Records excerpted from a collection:
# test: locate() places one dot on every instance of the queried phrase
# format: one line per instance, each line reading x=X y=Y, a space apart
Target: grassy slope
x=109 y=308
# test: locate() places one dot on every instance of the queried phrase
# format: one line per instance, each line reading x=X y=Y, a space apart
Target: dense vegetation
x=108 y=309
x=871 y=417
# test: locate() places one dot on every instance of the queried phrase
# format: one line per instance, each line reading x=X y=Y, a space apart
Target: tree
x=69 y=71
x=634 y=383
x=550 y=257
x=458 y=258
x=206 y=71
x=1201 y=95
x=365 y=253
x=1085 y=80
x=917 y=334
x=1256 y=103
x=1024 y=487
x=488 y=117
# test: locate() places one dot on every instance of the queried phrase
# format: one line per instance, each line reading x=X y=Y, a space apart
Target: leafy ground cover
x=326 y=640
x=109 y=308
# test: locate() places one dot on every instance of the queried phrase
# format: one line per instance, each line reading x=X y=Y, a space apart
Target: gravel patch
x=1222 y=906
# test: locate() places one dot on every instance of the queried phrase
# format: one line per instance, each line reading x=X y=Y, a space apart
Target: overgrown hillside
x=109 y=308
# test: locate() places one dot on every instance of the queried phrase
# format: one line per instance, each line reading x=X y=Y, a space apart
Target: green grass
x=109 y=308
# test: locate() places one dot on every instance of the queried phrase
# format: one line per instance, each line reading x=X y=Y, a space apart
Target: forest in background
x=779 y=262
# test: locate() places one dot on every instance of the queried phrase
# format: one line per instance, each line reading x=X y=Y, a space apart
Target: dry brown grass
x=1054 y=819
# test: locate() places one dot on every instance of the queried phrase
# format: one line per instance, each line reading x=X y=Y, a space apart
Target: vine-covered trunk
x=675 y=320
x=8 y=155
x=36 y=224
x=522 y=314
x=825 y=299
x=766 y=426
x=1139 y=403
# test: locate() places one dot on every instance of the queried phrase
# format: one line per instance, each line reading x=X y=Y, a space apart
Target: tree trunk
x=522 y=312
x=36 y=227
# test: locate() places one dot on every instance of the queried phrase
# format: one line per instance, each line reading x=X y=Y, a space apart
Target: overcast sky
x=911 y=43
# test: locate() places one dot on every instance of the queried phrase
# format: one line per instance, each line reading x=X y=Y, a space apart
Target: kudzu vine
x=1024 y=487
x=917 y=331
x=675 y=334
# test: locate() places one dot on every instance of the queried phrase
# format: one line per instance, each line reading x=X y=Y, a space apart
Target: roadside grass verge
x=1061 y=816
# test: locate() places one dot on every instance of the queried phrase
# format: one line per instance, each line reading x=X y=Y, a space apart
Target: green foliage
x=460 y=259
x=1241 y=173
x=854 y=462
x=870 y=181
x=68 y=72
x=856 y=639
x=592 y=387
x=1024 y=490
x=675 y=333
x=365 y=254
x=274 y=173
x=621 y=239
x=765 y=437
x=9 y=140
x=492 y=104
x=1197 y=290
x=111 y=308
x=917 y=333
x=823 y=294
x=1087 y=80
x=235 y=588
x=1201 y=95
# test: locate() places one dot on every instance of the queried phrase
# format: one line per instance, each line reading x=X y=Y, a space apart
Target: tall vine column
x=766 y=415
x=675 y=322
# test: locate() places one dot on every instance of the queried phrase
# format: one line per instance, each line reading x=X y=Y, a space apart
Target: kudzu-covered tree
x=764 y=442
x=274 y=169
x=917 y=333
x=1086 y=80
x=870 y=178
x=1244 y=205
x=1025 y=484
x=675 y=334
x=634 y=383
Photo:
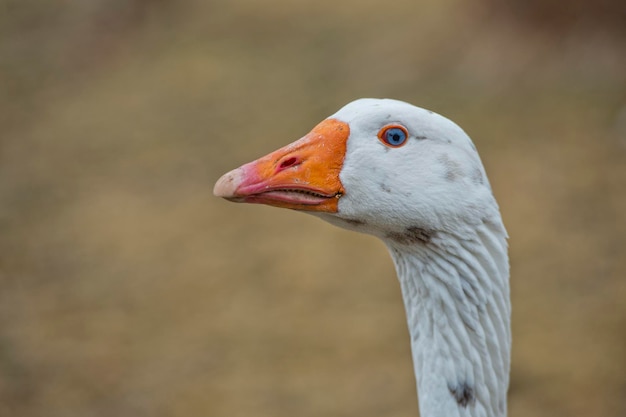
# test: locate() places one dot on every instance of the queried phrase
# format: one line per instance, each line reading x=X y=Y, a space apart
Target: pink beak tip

---

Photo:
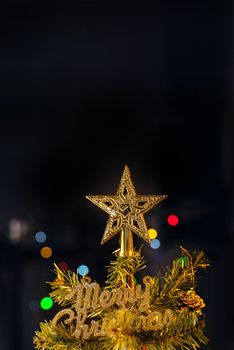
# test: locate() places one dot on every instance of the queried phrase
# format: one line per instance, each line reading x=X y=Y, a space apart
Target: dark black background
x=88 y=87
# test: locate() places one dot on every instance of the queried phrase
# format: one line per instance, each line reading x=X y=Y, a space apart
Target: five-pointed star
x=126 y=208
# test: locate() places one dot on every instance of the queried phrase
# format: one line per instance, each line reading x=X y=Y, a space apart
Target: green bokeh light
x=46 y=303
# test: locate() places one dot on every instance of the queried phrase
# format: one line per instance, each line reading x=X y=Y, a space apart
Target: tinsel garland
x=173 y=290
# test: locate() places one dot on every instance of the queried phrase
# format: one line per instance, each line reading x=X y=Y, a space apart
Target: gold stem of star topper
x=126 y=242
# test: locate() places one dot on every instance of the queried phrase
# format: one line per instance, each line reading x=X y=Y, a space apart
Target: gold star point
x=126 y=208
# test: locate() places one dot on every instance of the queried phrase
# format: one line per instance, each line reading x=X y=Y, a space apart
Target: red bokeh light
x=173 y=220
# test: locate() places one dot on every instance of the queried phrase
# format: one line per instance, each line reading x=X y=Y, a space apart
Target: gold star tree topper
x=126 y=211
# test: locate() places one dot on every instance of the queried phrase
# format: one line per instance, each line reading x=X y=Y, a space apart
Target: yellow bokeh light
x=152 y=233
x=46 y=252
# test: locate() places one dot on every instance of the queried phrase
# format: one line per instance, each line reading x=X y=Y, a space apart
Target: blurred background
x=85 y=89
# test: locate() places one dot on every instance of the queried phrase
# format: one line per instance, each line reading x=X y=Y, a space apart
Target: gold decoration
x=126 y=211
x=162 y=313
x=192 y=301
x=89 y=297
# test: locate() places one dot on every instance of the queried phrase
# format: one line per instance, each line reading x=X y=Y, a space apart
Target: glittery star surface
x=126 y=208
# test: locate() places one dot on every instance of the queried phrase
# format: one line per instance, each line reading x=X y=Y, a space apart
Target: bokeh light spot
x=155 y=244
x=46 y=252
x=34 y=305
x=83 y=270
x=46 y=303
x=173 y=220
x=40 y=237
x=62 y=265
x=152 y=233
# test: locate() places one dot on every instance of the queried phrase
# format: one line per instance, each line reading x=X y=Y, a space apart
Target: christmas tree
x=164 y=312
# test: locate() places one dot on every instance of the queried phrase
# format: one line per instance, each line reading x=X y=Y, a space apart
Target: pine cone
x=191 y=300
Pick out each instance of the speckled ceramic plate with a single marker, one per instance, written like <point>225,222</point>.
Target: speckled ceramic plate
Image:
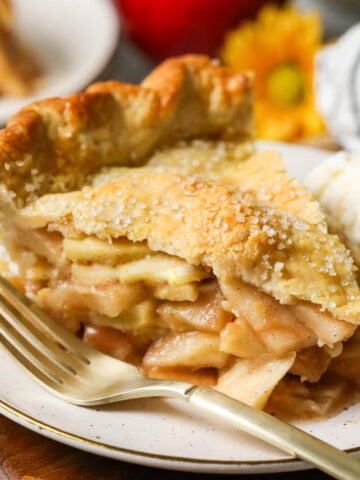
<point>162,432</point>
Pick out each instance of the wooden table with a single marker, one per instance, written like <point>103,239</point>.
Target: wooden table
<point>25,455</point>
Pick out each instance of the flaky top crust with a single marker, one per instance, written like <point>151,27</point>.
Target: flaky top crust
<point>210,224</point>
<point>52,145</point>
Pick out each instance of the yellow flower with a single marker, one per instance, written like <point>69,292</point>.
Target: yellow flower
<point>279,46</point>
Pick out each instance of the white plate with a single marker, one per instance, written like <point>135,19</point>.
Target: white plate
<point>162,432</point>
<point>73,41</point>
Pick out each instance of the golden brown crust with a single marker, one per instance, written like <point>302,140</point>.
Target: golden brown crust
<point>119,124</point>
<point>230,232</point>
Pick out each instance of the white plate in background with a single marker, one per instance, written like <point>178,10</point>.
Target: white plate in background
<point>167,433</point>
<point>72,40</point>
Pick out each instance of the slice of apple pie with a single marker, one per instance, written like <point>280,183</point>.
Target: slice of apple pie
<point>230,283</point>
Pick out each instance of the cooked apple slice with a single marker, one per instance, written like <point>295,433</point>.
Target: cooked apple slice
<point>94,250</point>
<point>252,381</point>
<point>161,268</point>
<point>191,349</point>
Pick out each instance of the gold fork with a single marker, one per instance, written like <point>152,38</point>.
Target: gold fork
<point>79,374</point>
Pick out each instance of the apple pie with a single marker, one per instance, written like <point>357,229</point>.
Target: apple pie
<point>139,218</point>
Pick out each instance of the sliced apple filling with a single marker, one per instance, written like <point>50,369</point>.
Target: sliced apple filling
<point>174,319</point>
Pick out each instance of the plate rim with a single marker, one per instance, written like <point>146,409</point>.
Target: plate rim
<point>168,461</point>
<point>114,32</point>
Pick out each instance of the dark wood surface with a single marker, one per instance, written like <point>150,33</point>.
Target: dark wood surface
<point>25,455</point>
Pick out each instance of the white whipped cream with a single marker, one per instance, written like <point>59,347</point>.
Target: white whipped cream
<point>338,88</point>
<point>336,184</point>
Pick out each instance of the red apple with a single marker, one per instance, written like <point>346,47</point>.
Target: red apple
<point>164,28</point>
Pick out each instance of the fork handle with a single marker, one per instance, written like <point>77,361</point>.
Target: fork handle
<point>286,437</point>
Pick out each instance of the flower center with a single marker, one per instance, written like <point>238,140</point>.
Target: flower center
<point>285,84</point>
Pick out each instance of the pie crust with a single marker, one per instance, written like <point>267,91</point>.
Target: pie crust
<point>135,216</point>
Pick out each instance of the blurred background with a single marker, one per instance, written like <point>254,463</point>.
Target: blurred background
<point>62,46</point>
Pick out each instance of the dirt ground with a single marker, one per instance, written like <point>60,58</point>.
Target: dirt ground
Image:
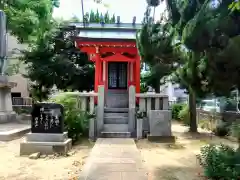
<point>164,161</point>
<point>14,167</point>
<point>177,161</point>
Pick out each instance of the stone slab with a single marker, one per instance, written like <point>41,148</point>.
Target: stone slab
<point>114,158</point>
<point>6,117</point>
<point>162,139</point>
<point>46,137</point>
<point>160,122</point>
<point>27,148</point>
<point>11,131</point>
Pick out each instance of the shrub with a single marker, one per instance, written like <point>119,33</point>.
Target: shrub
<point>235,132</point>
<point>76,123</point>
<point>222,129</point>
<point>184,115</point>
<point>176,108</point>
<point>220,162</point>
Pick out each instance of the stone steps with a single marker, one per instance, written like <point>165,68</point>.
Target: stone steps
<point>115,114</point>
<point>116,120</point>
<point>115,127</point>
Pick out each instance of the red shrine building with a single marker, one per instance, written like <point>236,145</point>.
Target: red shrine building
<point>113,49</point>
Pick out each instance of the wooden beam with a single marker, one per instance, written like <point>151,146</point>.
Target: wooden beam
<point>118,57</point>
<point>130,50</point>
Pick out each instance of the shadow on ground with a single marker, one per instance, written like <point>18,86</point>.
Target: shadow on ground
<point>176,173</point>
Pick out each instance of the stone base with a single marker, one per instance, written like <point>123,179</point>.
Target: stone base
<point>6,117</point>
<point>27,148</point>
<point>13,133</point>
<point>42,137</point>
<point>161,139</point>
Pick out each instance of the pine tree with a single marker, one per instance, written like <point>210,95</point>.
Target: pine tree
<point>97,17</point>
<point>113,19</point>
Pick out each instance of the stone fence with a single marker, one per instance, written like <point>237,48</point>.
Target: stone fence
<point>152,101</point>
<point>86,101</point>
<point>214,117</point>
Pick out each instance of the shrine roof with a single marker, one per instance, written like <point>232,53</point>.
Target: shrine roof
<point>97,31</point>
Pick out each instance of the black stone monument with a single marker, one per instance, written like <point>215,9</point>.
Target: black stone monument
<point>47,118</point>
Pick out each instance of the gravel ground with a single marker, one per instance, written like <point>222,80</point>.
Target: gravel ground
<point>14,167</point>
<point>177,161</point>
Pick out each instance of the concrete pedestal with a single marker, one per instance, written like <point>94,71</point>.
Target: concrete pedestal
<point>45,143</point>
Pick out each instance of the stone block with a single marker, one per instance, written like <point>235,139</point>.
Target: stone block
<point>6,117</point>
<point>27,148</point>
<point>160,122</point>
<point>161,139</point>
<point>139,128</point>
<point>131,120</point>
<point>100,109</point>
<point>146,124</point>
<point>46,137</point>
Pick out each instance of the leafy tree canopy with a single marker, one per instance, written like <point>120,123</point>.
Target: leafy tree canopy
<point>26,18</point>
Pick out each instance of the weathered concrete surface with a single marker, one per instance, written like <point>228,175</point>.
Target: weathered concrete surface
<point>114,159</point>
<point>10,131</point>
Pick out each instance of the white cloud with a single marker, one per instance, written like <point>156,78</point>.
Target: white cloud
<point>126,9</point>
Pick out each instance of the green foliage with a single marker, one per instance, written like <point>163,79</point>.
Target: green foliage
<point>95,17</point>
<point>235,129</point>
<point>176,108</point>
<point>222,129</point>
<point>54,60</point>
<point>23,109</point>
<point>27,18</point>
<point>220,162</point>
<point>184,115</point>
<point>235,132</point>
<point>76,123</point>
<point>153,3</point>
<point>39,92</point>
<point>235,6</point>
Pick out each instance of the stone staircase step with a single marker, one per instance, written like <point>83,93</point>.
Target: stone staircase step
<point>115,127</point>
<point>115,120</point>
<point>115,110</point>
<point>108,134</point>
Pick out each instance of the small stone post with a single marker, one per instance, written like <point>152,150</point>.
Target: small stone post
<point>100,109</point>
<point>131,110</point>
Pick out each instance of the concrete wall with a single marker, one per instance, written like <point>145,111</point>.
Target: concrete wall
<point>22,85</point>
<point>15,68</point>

Set exercise - Arrange everything from the line containing "Pick out each instance of the dirt" down to the line containing "<point>113,49</point>" as a JSON list of strings, one per line, skipping blank lines. Leave out the pictures.

Task answer -
[
  "Pick out each instance of the dirt ground with a single marker, one per instance, written like <point>60,58</point>.",
  "Target: dirt ground",
  "Image:",
  "<point>164,161</point>",
  "<point>14,167</point>",
  "<point>177,161</point>",
  "Pick out each instance of the stone slab with a single marker, one per instance, written like <point>41,148</point>.",
  "Target: stone slab",
  "<point>114,158</point>",
  "<point>6,117</point>",
  "<point>162,139</point>",
  "<point>46,137</point>",
  "<point>160,122</point>",
  "<point>27,148</point>",
  "<point>11,131</point>",
  "Pick out each instance of the shrub with a single marker, one per instance, written like <point>119,33</point>.",
  "Target: shrub",
  "<point>235,132</point>",
  "<point>76,123</point>",
  "<point>222,129</point>",
  "<point>184,115</point>",
  "<point>176,108</point>",
  "<point>220,162</point>",
  "Pick out each instance of the stone steps with a single marker, one per instance, written like <point>165,68</point>.",
  "Target: stone steps",
  "<point>115,114</point>",
  "<point>116,120</point>",
  "<point>115,127</point>",
  "Pick out each instance of the red shrine building with a single marker, one per instance, written like <point>236,145</point>.",
  "Target: red shrine building",
  "<point>113,49</point>"
]